* Problem statement
Restate exactly the lines from the top of the listing below to the line containing "like [272, 333]."; the remaining lines are not wanted.

::::

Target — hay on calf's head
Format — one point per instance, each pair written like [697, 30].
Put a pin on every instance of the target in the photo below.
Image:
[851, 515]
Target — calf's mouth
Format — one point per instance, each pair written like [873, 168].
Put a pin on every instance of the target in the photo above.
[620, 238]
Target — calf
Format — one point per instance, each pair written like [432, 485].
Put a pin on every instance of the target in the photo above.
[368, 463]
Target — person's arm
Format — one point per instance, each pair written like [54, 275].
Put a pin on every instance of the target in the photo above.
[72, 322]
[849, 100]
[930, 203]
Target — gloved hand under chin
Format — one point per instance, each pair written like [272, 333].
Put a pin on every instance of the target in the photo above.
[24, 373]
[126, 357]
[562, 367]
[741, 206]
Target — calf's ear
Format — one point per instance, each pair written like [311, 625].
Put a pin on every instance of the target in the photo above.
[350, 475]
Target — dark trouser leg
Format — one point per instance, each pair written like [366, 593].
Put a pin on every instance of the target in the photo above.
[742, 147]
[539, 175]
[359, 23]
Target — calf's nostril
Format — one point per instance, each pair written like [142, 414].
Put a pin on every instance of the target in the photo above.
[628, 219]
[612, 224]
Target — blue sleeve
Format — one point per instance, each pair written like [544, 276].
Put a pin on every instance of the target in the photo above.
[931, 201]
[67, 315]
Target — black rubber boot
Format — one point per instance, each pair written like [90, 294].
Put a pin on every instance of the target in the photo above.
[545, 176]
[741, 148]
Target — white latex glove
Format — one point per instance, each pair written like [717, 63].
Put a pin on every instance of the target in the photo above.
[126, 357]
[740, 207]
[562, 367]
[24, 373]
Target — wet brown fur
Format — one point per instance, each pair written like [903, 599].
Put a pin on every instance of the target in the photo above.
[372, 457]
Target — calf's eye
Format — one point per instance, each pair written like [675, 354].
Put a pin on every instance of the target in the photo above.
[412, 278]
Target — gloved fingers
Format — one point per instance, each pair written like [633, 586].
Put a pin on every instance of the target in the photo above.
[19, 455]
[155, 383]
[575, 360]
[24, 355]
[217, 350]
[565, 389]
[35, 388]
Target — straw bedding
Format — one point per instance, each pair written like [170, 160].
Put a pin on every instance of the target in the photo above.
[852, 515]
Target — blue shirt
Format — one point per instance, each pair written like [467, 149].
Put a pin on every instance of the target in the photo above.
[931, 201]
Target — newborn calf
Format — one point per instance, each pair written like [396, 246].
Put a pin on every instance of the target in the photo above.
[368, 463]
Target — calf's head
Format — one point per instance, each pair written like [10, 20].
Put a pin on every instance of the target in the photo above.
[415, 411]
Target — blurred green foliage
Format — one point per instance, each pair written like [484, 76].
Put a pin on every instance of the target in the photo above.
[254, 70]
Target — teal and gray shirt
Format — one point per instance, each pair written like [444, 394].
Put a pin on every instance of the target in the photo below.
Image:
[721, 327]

::::

* Completed exercise
Target — hay on calf's head
Format — one point per instance, each pair written like [697, 30].
Put a pin on every instance of the target in the photo below.
Image:
[851, 515]
Target — calf's mouth
Format — one point per instance, each pair written like [873, 168].
Put a pin on every instance of the target in the photo above.
[620, 238]
Target — calf
Format — one point per instance, each pair written like [432, 485].
Put a pin on every instance of the target in the photo above.
[368, 463]
Target — person's arm
Format — one point per instance, each pair written like [54, 275].
Put a pin on every instance of the target in the photo above.
[72, 322]
[849, 100]
[930, 203]
Target — gloved hand under chin
Format — one point per instance, each pair written like [272, 333].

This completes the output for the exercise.